Page excerpt:
******
Tuesday, October 30, 2012

Shadow Era Spoilers: Prophecies 1-4

Wulven Studios, in my absence, has released a couple spoilers for the upcoming expansion. Since they failed to courteously await my return, I must now go back in time to evaluate these four pieces of virtual cardboard.

Thanks a lot, guys. :P




Spoil #1: Furrion Terror
Spoiled by Gondorian on 9/21/2012
Source

The first thing to note about this card is the attack symbol in the corner, which is new.

This ally's basic attacks deal fire damage. Will that be important? Of course it will. Read the card's text.

Furrion Terror has three abilities, which is the first ally to do so (even Aeon Stormcaller and Ogloth the Glutton only have two). It has four if you count the damage type.

The first ability is essentially Ice Storm, except it affects both sides of the board. This means it can serve as a 187 creature, and even better, could also clear two or more allies by itself. All those Dirks, Tainted Oracles, and Birgittes disappear in one fell swoop.

The second ability is extremely important. Immunity to fire damage. Ignoring whatever else may come in Prophecies, this card is immune not only to itself, but also to Fireball, Majiya, Supernova, Molten Destroyer, Engulfing Flames, Flaming Arrow, and Wrath of Summer. This is a pretty impressive list.

The third ability, relating to Ice damage, is rather insignificant. Snow Sapphire and Voice of Winter are cards, sure, Voice being particularly good against this card, but the Terror only has 3 health. Eladwen Frostmire kills it in one shot anyways, and if this thing is frozen for more than a turn it should be easy to shoot it down, especially for mages that have the most elemental affinity cards. Ice Storm is really the only card from Call of the Crystals that benefits.

Overall, how good this card is really depends on the rest of the Prophecies set and how common fire damage/2hp allies are. Its abilities are amazing in the right meta and the downside (at least for now) doesn't seem very big. 3 health is very unfortunate, which is why fire immunity is going to be the huge determining factor on whether he's playable or not. As long as Millstalker decks and other allyless strategies are still popular, the success of the Terror will be limited.

Furrion Terror rating: 6/10. Lots of potential, but very situational. Great for sideboards, not playable in the maindeck unless the meta is screaming for it.
******
Data entries:

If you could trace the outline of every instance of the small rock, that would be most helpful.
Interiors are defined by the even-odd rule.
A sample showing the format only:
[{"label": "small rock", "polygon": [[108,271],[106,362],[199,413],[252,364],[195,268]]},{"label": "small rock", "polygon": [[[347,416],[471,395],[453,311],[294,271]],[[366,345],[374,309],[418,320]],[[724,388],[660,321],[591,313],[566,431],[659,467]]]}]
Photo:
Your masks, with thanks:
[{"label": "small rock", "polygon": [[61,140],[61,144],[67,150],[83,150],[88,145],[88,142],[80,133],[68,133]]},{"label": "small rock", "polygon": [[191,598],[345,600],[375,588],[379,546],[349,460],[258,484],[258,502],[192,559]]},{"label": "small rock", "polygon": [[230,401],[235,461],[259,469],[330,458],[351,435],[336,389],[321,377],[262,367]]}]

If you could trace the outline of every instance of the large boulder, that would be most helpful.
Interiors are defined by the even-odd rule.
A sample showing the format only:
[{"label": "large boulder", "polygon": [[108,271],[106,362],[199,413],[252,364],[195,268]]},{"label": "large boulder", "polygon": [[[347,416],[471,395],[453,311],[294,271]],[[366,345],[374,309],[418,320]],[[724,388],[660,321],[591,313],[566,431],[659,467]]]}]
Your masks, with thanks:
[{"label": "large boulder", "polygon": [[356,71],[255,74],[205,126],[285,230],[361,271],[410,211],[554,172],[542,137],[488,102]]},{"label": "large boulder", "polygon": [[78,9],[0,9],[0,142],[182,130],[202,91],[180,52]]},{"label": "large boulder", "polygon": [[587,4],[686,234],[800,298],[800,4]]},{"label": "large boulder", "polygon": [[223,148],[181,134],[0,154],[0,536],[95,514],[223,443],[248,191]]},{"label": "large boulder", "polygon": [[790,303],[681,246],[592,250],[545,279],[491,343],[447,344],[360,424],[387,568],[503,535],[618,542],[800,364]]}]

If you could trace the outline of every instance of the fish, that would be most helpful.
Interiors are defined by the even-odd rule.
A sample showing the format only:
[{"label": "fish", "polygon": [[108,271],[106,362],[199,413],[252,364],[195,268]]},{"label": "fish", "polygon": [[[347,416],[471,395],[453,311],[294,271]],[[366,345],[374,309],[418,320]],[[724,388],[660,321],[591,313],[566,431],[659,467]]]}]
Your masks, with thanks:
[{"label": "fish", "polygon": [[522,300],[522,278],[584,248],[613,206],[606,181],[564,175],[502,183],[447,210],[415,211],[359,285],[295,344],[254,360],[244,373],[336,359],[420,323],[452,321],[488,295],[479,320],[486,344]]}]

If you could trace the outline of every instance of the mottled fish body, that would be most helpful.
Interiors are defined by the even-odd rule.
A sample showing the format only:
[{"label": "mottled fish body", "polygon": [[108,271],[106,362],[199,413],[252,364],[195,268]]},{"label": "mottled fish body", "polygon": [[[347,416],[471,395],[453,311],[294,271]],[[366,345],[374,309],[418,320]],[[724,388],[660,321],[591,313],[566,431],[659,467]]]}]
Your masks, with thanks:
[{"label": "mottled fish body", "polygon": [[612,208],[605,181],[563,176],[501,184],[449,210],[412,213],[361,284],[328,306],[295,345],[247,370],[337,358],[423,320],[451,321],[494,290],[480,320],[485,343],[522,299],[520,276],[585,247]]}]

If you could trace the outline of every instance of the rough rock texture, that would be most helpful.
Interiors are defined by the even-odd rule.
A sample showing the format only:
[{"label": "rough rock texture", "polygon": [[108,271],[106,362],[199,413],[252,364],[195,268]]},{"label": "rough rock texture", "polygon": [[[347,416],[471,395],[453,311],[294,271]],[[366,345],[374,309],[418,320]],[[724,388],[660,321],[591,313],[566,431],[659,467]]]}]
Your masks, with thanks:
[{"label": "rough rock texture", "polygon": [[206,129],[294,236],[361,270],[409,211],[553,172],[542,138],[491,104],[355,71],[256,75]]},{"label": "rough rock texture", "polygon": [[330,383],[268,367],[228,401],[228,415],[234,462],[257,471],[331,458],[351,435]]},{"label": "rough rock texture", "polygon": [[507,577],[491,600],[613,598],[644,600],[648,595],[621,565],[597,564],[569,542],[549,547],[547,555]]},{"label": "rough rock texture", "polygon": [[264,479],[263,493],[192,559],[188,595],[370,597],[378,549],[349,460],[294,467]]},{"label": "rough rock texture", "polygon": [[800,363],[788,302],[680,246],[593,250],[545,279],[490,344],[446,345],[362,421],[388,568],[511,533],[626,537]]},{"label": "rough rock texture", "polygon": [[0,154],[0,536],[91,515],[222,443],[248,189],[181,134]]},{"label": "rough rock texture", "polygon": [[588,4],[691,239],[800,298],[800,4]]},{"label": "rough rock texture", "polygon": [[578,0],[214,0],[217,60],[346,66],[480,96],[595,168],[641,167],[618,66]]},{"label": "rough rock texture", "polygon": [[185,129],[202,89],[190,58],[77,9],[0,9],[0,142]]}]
******
Work to complete: Continue the Shadow Era spoilers review from where it stops.

Output below:
Spoil #2: Paladin of Unaxio
Spoiled by Kyle on 9/27/2012
Source

This card is huge. My first reaction is just how much this thing can tank. The Paladin survives a Supernova with 2 health, requires two Fireballs or Eladwen shots to take down, and takes no damage from the ablaze DoT. He's reminiscent of Armored Sandworm, but with three attack as a trade-off for vulnerability to Logan, Evil Ascendant, etc.

The second ability is insane at first glance. iClipse became World Champion on the back of Healing Touch, and this card does the best part of HT for one resource less and without having to spend an extra card. The Paladin behind an Aeon has to be one of the most dangerous things in the game, as now even cripples, disables and freezes can't keep back the beats and both allies can survive the formerly powerful Supernova.

In all honesty, looking at both this card and the previous spoil, it looks like the dev team is trying to kill Supernova for good.

It's important to note that as good as the status effect removal is, part of the beauty of Healing Touch over alternatives in the past has been the surprise factor. Although Lance can get a same-turn trigger, overall the Paladin IS expensive if you're playing him just to remove Jasmine's charm for a turn.

Paladin of Unaxio Rating: 7/10. This ally is plenty multi-purpose, has a great effect, and does a good job at tanking. However, versatility may be good, but ASW is a better tank, Healing Touch has a surprise factor the paladin lacks, and 3 attack is on the low end for 5cc allies. It's good and serves multiple roles, but just isn't capable of winning games by itself. If you want it for any given part over the whole picture, there are better alternatives out there.

Edit: Community member and forum moderator Danae pointed out that this card removes only negative effects, not attachments. In other words, It can be used against cards like Mugged or Clinging Webs but not Crippling Blow and Captured Prey like Healing Touch can. This in fact makes the card slightly worse than I had originally thought.

Spoiler #3: Layarian Diplomat
Spoiled by Kyle on 10/4/2012
Source

This is a really interesting card. Allies that immediately effect the board are good, and this one strips away all the damage prevention that seems to be important not only in Call of the Crystals but in Prophecies as well.

"My protection broke."
For anyone unsure of what this card means, A passive ability is one that is constantly active. An active ability, by contrast, is one that needs to be activated by the player to have an effect.

As an example, look at Aeon Stormcaller.

Protector is always there, working, so is a passive ability that can be negated by Layarian Diplomat. Aeon's second ability, which buffs an ally, must be activated by the player and so the Diplomat can't prevent it.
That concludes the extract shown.